=== SOURCE PASSAGE ===

- Pitcher
- Born: September 28, 1998 (age 27) Abbotsford, British Columbia, Canada
- Batted: RightThrew: Right

MiLB debut
- May 5, 2021, for the Fort Wayne Tincaps

Last MiLB appearance
- June 11, 2025, for the El Paso Chihuahuas

MiLB statistics
- Win–loss record: 9-5
- Earned run average: 3.70
- Strikeouts: 180

= Carter Loewen =

Canadian baseball player (born 1998)

Carter Loewen (born September 28, 1998) is a Canadian former professional baseball pitcher.

==Career==
Loewen attended Yale Secondary School in Abbotsford, British Columbia. Loewen was drafted in the 40th round of the 2016 MLB draft by the Toronto Blue Jays but decided instead to play college baseball at the University of Hawaii.

Loewen signed as an undrafted free agent with the San Diego Padres on June 15, 2020. He did not play in a game in 2020 due to the cancellation of the minor league season because of the COVID-19 pandemic. Loewen underwent Tommy John surgery in July 2021, which resulted in him missing most of the 2022 season. Loewen made two appearances for the Triple-A El Paso Chihuahuas in 2025.

Loewen was named to the Canada national baseball team for the 2026 World Baseball Classic but did not pitch because he was unable to obtain insurance. He retired suddenly on March 16, 2026, and was replaced on the roster by Brock Dykxhoorn.

=== PROVIDED DATA ===

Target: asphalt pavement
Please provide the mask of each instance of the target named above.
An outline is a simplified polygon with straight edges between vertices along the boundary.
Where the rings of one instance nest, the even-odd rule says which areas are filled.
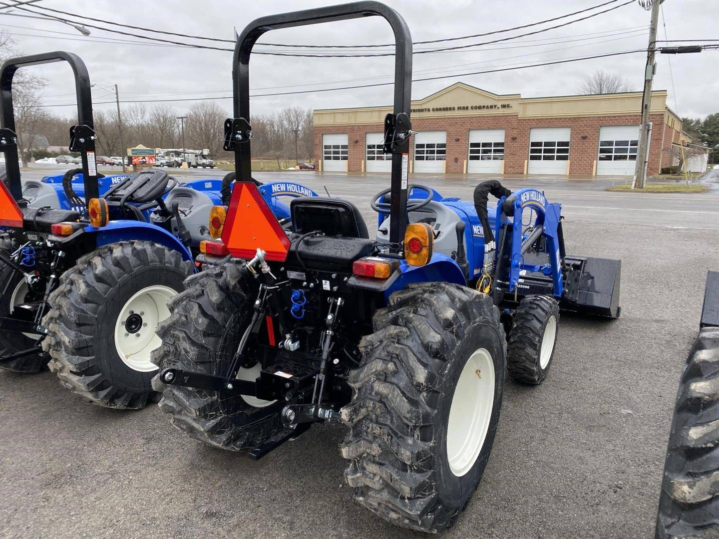
[[[379,175],[257,177],[326,187],[357,203],[370,230],[370,197],[389,185]],[[411,180],[471,199],[479,177]],[[443,537],[653,537],[679,377],[706,272],[719,269],[719,191],[604,191],[611,181],[506,180],[562,203],[568,254],[622,259],[622,316],[563,315],[544,383],[508,381],[484,478]],[[155,405],[128,413],[81,402],[47,372],[0,372],[0,395],[1,537],[422,536],[352,501],[342,425],[316,425],[253,462],[190,439]]]

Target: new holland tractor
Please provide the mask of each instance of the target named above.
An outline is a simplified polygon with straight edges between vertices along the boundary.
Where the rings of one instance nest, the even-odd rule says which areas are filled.
[[[15,144],[12,78],[25,65],[65,60],[75,73],[78,124],[70,149],[83,166],[61,178],[21,184]],[[211,208],[229,195],[234,175],[180,185],[146,170],[102,177],[95,163],[90,82],[68,52],[9,60],[0,70],[6,177],[0,187],[0,367],[37,372],[46,364],[63,386],[116,408],[145,406],[156,367],[155,333],[167,303],[196,271],[211,239]],[[298,184],[260,187],[278,218],[278,196],[313,195]],[[101,195],[101,193],[102,193]],[[48,363],[49,362],[49,363]]]
[[[372,239],[351,202],[301,198],[287,232],[247,181],[252,47],[270,29],[366,16],[384,17],[396,42],[385,120],[390,187],[372,201],[388,217]],[[215,240],[231,257],[170,301],[153,387],[175,426],[255,459],[314,423],[343,423],[355,499],[394,524],[439,532],[487,465],[505,369],[521,382],[544,379],[562,309],[618,316],[620,262],[565,256],[560,205],[536,190],[482,185],[477,210],[408,185],[411,62],[404,21],[379,2],[262,17],[244,29],[235,118],[225,122],[238,183]]]

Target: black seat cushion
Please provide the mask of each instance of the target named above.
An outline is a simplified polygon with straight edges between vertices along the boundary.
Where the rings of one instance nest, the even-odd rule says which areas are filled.
[[[290,203],[292,229],[297,234],[322,232],[327,236],[368,239],[360,210],[349,201],[327,197],[295,198]]]
[[[374,242],[367,238],[309,236],[301,242],[292,238],[285,265],[297,269],[352,272],[352,263],[372,254]]]
[[[74,210],[23,208],[23,226],[25,230],[35,232],[49,232],[50,225],[56,223],[77,221],[80,213]]]

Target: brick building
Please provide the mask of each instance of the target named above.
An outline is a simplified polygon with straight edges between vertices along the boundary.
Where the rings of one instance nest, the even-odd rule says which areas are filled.
[[[632,175],[639,137],[641,93],[523,98],[457,83],[412,102],[410,170]],[[390,106],[316,110],[315,162],[320,170],[389,172],[382,152]],[[677,164],[672,144],[691,139],[652,93],[649,172]],[[674,152],[675,155],[676,152]],[[388,159],[385,159],[388,157]]]

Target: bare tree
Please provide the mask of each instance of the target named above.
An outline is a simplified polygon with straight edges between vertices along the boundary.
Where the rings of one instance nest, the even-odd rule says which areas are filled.
[[[608,73],[601,70],[587,75],[579,87],[582,94],[621,93],[631,92],[634,88],[626,78],[616,73]]]
[[[193,105],[185,124],[188,147],[207,148],[211,155],[216,155],[222,148],[226,118],[226,111],[214,101],[200,101]]]
[[[176,144],[177,114],[169,105],[156,105],[150,111],[148,129],[153,147],[170,148]]]

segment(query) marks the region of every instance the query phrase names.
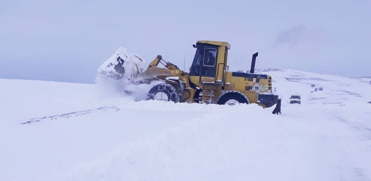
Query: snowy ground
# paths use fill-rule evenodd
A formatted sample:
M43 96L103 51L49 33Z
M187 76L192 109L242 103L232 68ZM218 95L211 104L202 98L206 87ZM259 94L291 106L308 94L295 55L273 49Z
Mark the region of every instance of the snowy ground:
M280 116L0 79L0 180L371 180L371 78L261 73L283 96Z

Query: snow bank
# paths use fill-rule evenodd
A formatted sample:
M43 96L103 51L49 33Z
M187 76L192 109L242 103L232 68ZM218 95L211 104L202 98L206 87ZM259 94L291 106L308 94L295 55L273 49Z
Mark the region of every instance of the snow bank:
M255 104L135 101L99 83L0 79L1 180L370 180L370 78L270 71L280 116ZM288 103L295 92L301 104ZM19 124L44 117L58 119Z

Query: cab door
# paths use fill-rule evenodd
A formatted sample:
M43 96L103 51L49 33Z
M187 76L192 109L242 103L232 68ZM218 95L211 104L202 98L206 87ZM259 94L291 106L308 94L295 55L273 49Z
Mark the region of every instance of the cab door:
M218 48L206 44L203 47L200 66L200 80L201 83L215 82L216 73Z

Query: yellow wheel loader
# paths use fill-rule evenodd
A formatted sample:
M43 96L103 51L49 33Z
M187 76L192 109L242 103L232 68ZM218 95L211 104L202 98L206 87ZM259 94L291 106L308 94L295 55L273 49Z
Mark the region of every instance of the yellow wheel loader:
M189 73L158 55L145 70L136 64L130 81L134 84L163 82L150 89L148 99L229 105L256 103L264 108L277 104L273 113L280 113L280 100L272 92L272 77L254 73L257 53L253 55L249 73L234 72L228 71L230 46L227 42L198 41L193 46L196 53ZM158 67L160 63L164 68ZM121 64L118 67L123 68L124 64Z

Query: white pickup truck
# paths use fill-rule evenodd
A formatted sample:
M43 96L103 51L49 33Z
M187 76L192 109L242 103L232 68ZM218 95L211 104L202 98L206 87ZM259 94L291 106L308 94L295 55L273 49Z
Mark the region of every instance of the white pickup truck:
M299 104L301 103L300 95L298 94L294 94L291 95L290 97L290 104Z

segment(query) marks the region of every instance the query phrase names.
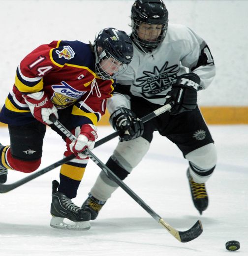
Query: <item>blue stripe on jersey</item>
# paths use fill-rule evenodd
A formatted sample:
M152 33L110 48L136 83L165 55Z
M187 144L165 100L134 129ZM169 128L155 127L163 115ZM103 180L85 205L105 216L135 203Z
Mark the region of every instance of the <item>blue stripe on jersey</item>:
M2 107L0 112L0 122L12 126L22 126L34 122L36 119L31 112L16 112Z

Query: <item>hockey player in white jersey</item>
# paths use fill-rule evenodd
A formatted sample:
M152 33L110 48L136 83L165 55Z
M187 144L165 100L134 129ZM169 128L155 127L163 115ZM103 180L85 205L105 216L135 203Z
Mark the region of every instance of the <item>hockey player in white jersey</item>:
M121 131L121 140L106 165L125 179L148 152L153 132L157 130L164 137L161 143L166 137L188 161L192 198L201 214L208 205L205 183L217 157L197 106L197 92L210 84L215 66L204 40L185 26L168 24L168 17L161 0L137 0L132 7L133 58L117 77L118 86L107 103L110 123ZM170 112L144 124L137 119L168 102ZM92 220L118 187L102 171L82 205Z

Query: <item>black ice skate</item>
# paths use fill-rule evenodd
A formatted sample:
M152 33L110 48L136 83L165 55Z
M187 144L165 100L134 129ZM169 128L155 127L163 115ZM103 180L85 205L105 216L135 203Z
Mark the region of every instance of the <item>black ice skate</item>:
M4 147L4 146L0 143L0 150ZM8 170L1 164L0 160L0 184L3 184L7 181L7 174Z
M57 189L59 185L57 181L53 181L52 200L51 205L51 214L52 217L50 226L55 228L65 229L89 229L91 228L89 222L91 214L75 205L64 194L58 192ZM64 219L67 219L74 223L66 223L63 221Z
M89 197L82 205L82 209L84 211L91 213L91 220L93 221L95 220L99 211L105 203L106 201L100 201L94 197L91 193L89 193Z
M187 177L189 183L193 202L201 215L202 212L207 209L208 205L208 196L205 183L195 182L189 174L188 169L187 170Z

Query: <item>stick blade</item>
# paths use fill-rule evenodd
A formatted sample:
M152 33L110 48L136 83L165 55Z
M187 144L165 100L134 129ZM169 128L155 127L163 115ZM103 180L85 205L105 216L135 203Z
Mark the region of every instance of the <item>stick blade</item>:
M198 237L203 231L200 221L197 221L195 224L189 229L186 231L180 231L179 236L182 243L186 243Z

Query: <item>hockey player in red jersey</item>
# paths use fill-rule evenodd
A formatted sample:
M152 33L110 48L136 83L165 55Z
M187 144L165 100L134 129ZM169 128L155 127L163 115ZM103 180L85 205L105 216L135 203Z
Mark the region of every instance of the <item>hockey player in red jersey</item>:
M112 96L114 79L126 69L133 51L125 32L109 28L100 32L93 45L79 41L40 45L17 67L15 84L0 113L10 138L10 146L0 144L0 183L6 182L7 169L29 173L39 167L46 126L56 130L51 115L77 138L71 142L60 134L66 142L64 155L77 156L61 166L60 183L53 182L51 226L90 227L90 213L71 200L88 162L81 152L93 148L96 125L104 114L106 99ZM64 218L76 224L65 224Z
M136 0L131 18L133 60L126 71L117 77L118 86L107 103L110 121L122 132L123 141L106 165L125 179L147 152L153 133L157 130L164 136L161 143L166 137L188 161L190 192L201 214L208 205L205 182L213 173L217 158L197 106L197 92L206 89L214 77L212 56L204 40L191 29L168 24L168 12L161 0ZM169 102L170 113L144 124L144 128L136 118ZM102 171L82 208L95 219L118 187Z

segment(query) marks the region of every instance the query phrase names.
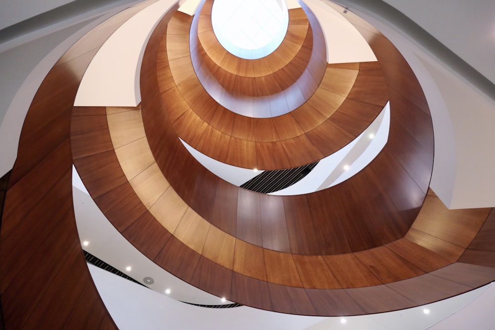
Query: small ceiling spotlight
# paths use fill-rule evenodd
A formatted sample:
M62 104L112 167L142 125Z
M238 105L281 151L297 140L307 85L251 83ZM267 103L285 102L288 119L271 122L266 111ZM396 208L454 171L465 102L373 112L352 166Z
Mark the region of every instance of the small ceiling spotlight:
M143 282L145 283L145 284L147 284L148 285L154 283L154 280L152 278L150 278L149 276L147 276L144 279L143 279Z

===

Please name the team that signed Loewen as an undrafted free agent, according to the article on Carter Loewen. These rows have no connection to the article on Carter Loewen.

RESPONSE: The San Diego Padres signed him.